DOCUMENT TEXT:
The current state of long-term governance

We see two important and related ways in which our current institutions could be under-performing when it comes to safeguarding and benefiting the long-term future. The first is broad but perhaps very prevalent: political short-termism, the tendency of political institutions to prioritize near-term benefits over larger long-term benefits. The second is more specific and, to some extent, a symptom of the first: poor institutions and governance surrounding existential risks.

Political short-termism

Political short-termism is characterized by political processes that give priority to near-term benefits over larger long-term benefits. Governments run in the present are elected by and accountable to people currently alive. In many cases, however, their incentives act on a much shorter time scale. In particular, elected officials work in relatively short election cycles, lasting just a few years at most, which creates short-term incentives for re-election. As a result, it is plausible that many policy and decision makers are concerned primarily with the impacts of their actions on the scale of just a few years.

Political short-termism can have its origins in a number of separate pathologies. Roughly, these causes can fall into three categories: epistemic, motivational, and institutional determinants.

Broadly speaking, epistemic determinants are features of political actors’ state of knowledge that prevent even properly-motivated actors from adopting appropriately long-termist policy. This leads these actors to discount the future impacts of present actions.

Motivational determinants are those features of political actors’ goals and motivations that lead even well-informed actors to wrongfully discount the future. These drivers include a positive rate of pure time preference, pure self-interest, or relational partiality, in which political actors are motivated to benefit those they have close relations with, such as friends, family, or their community, at the expense of both current future generations.

PROMPT:
Continue the passage on political short-termism and long-term governance from the point where it stops.

EXTRACTED RECORDS:
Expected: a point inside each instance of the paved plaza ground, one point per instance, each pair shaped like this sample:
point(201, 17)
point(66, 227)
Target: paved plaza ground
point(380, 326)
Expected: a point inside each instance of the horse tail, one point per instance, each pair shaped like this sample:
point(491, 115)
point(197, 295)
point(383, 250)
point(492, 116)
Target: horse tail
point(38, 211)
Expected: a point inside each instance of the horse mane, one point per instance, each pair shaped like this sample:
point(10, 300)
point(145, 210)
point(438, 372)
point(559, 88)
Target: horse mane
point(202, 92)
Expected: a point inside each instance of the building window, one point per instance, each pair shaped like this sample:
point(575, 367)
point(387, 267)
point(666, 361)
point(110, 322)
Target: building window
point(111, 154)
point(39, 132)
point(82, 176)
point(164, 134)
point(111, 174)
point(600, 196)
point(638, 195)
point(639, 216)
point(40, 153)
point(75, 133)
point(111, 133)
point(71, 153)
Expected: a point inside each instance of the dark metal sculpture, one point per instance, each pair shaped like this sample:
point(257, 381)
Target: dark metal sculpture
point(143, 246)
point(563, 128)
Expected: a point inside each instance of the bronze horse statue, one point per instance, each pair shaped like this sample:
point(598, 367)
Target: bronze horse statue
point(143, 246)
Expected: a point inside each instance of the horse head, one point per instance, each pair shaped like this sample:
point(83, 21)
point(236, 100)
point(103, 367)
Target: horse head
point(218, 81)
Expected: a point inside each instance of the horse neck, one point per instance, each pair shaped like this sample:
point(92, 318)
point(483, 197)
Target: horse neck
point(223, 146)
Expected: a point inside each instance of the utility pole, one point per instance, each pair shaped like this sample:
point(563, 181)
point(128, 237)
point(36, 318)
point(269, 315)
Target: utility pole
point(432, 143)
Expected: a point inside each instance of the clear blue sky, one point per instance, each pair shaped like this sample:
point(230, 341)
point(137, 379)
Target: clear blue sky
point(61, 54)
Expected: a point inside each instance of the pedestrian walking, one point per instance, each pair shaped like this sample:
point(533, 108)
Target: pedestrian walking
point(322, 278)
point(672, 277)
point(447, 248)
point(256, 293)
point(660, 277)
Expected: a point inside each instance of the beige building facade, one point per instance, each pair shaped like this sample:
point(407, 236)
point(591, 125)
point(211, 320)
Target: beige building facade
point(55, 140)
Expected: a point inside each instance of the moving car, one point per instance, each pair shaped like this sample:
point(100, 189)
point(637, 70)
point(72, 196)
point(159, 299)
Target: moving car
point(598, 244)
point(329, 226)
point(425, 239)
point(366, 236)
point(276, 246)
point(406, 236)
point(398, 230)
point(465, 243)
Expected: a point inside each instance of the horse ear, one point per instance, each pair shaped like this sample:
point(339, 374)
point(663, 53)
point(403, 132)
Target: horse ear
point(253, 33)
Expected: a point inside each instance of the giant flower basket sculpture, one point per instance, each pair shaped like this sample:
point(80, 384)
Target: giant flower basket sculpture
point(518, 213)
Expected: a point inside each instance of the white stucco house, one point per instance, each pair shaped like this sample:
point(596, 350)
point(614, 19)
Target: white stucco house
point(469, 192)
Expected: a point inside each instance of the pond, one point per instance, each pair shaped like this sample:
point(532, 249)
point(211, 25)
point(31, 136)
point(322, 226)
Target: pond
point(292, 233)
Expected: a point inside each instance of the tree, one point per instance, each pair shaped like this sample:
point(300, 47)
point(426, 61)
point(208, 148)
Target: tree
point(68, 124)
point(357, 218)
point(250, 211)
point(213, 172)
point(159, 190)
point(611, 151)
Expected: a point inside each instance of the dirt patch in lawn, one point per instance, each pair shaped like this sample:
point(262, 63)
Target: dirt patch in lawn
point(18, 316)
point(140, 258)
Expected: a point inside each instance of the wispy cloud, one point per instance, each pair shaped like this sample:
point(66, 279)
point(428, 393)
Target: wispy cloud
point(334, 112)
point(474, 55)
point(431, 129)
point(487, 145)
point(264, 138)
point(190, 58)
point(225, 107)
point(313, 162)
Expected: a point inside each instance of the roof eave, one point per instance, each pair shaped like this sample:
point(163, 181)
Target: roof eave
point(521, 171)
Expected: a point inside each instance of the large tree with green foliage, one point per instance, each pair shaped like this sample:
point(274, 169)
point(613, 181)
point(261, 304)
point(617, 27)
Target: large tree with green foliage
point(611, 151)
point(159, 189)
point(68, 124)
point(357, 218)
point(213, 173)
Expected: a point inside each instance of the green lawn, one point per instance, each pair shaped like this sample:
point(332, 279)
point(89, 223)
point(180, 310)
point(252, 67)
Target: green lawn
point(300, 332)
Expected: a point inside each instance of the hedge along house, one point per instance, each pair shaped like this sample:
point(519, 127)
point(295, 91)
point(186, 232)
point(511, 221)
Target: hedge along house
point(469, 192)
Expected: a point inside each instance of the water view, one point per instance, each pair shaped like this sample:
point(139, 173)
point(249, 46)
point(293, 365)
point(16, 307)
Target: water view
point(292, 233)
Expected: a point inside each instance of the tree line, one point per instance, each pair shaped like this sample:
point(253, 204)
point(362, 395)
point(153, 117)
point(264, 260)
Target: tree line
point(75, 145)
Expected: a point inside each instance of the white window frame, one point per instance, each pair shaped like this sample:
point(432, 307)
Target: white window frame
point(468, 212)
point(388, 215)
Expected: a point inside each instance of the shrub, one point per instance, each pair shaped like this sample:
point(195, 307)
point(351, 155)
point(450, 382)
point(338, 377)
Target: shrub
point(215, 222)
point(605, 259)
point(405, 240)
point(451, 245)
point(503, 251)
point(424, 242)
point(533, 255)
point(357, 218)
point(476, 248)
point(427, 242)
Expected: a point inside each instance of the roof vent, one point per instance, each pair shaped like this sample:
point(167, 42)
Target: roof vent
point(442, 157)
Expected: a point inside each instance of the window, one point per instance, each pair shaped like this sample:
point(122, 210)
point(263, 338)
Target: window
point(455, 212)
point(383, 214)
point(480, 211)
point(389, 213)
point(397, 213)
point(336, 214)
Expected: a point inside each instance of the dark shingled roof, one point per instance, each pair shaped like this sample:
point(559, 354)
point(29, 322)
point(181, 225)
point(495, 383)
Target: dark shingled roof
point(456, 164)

==

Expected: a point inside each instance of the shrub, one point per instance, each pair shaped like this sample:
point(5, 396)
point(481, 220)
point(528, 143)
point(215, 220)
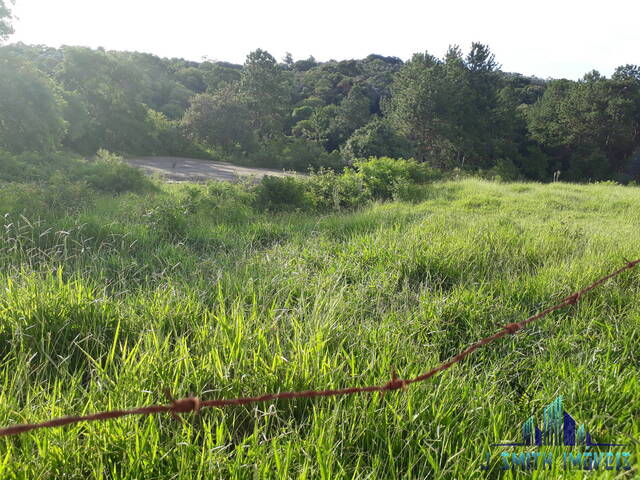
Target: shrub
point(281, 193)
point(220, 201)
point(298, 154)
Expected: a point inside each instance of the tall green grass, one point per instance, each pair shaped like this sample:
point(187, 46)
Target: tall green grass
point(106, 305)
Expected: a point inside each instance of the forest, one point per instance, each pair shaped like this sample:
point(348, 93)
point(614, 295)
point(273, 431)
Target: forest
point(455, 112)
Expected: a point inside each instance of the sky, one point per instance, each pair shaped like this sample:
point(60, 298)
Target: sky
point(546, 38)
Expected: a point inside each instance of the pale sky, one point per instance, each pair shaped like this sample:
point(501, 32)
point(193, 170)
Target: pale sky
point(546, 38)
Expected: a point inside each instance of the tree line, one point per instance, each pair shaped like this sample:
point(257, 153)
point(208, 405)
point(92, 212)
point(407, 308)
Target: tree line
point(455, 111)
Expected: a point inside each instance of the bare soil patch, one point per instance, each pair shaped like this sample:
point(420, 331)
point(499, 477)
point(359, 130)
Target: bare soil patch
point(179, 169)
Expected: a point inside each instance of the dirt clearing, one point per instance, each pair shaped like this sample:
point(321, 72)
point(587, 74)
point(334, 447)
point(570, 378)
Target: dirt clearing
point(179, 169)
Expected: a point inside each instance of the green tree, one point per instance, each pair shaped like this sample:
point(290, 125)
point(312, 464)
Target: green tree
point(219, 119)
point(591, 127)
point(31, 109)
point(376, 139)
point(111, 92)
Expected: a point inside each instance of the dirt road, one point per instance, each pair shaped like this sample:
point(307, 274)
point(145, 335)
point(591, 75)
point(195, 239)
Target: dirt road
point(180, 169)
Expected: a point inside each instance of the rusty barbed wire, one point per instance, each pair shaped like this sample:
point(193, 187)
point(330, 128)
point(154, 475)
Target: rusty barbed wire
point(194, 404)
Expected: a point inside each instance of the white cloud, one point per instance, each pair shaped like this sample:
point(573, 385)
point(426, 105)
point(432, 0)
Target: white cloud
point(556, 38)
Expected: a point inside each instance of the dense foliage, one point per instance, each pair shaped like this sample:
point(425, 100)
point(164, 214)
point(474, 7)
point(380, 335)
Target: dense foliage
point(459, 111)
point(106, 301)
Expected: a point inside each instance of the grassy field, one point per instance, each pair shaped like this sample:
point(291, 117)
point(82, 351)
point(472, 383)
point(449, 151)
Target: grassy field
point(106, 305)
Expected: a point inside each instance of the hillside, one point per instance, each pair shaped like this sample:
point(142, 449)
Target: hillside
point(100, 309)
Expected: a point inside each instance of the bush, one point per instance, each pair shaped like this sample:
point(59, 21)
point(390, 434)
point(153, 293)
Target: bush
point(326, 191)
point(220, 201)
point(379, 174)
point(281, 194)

ANSWER SPACE:
Institutional determinants of political short-termism are features of political actors’ institutional context that strip the political means from otherwise well-informed and properly motivated actors who would otherwise adopt more appropriately long-termist policy, or which make political actors either less well-informed or less well-motivated. These determinants include:

  • Election incentives that cause actors to prioritize policy with near-term results and visible benefits for which politicians and parties can take credit
  • Economic dependency on various firms and other bodies that exert pressure on political actors to use short auditing durations, e.g. through performance indicators with short-term goals or short budget-windows
  • A short media cycle that requires political actors to react and respond swiftly to political issues
  • Political polarization that detracts from careful, collective deliberation and causes basic factual questions to become areas of political competition

Political short-termism plausibly leads to policy and decision-making that is far from optimal for long-term outcomes. This suggests that reforms that target these root causes may be very important. While the above considerations seem plausible to us, it is very challenging to establish the value of broad improvements to political institutions. We are uncertain about the extent to which the above factors drive political short-termism, how much political short-termism reduces the value of the long-term outcomes, and how mitigating the above factors would change policy outcomes.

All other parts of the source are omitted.